▶ [Given text]:
================
This homemade guacamole is a nutritionally-boost version of a classic favorite. With the inclusion of nutritional yeast and hemp hearts, this delightful snack or appetizer not only satisfies your taste buds but also offers a boost of healthy fats, fiber, and plant-based protein. Paired with crispy baked corn tortilla chips, this duo is an excellent choice to serve at gatherings or as a enjoy yourself a wholesome, midday treat.
Key Ingredients & Their Health Benefits
- Avocados: Rich in monounsaturated fats and high in fiber, they support heart health and promote satiety
- Nutritional Yeast: Provides a cheesy flavor while being a plant-based protein and an excellent source of B-vitamins
- Hemp Hearts: Packed with omega-3 and omega-6 fatty acids, they contain all essential amino acids and support brain and heart health too
- Olive Oil: Contains healthy monounsaturated fats, supports cardiovascular health, and has anti-inflammatory properties
Recipe for Hemp Heart Guacamole With Baked Tortilla Chips
Yields: Approximately 2 cups of guacamole and 48 chips
Recommended serving: ¼ cup guacamole with 8 chips
Nutritional Information Per Serving
- Calories: Approximately 200
- Protein: 4g
- Carbohydrates: 20g
- Healthy Fats: 13g
- Fiber: 6g
Ingredients
For the Guacamole:
- 2 ripe avocados, peeled and pitted
- 1 tbsp. nutritional yeast
- 1 tbsp. hemp hearts
- 1 tbsp. olive oil
- 1 tbsp. lime juice
- ½ cup diced cherry tomatoes
- ¼ cup diced onions
- ½ tsp. dried oregano
- ¼ tsp. ground cumin
- Salt and pepper to taste
For the Tortilla Chips:
- 6 small corn tortillas, each cut into 8 triangles
- 1 tbsp. olive oil
- Salt to taste
Instructions
* See Recipe Tips below *
- Prepare the Tortilla Chips:
- Preheat the oven to 350°F (175°C).
================
[Dataset excerpts]

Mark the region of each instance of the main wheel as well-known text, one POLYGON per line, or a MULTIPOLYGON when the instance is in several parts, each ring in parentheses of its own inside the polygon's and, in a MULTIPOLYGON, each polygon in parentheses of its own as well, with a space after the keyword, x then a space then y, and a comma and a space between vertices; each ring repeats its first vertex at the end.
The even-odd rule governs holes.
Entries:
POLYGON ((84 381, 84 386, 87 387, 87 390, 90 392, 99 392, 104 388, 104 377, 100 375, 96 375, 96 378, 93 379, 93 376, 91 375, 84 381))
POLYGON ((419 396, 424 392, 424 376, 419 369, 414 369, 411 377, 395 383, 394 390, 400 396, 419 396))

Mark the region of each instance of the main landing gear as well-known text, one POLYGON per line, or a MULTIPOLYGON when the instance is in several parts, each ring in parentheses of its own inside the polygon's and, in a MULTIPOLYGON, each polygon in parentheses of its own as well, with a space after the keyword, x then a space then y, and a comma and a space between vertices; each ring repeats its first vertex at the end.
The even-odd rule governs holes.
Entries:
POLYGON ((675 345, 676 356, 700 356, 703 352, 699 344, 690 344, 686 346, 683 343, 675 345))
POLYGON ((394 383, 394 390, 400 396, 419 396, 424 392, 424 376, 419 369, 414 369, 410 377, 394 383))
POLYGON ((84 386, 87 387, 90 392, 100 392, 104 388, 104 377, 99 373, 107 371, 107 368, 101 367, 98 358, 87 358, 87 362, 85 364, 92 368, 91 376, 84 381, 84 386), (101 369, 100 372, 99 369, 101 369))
================
▶ [Problems and tasks]:
1. What recommended serving does the guacamole recipe give?
2. From the guacamole recipe, set down word for word the part that opens with the words containing "This homemade guacamole" and closes with "wholesome, midday treat.".
3. Resume the guacamole recipe from the point where it stops.

▶ [Task results]:
1. ¼ cup of guacamole with 8 chips.

2.
This homemade guacamole is a nutritionally-boost version of a classic favorite. With the inclusion of nutritional yeast and hemp hearts, this delightful snack or appetizer not only satisfies your taste buds but also offers a boost of healthy fats, fiber, and plant-based protein. Paired with crispy baked corn tortilla chips, this duo is an excellent choice to serve at gatherings or as a enjoy yourself a wholesome, midday treat.

3.
- Place the tortilla triangles on a baking sheet.
- Lightly brush both sides with olive oil and sprinkle with salt.
- Bake for 10 minutes or until golden and crisp.
- Remove from oven and let cool.
- Make the Guacamole:
- In a bowl, mash the avocados to your desired consistency.
- Stir in nutritional yeast, hemp hearts, olive oil, and lime juice.
- Add diced tomatoes, onions, oregano, and cumin.
- Season with salt and pepper to taste.
- Mix well until all ingredients are combined.
- Serve:
- Transfer the guacamole to a serving bowl.
- Serve alongside the baked tortilla chips.
Storage & Shelf Life
- Guacamole:
- Store in an airtight container with a layer of plastic wrap pressed onto the surface to prevent browning
- Refrigerate and consume within 1–2 days
- Tortilla Chips:
- Store in an airtight container at room temperature.
- Best consumed within 3–5 days for optimal crunchiness.
Recipe Tips
- For extra flavor, add a minced garlic clove to the guacamole.
- To spice it up, include diced jalapeños or a dash of cayenne pepper.
- Ensure tortillas are evenly coated with oil to achieve uniform crispiness
Cover image credit: Drew Green
Any chance you could convert this recipe to metric please.
Hi Joy, sure!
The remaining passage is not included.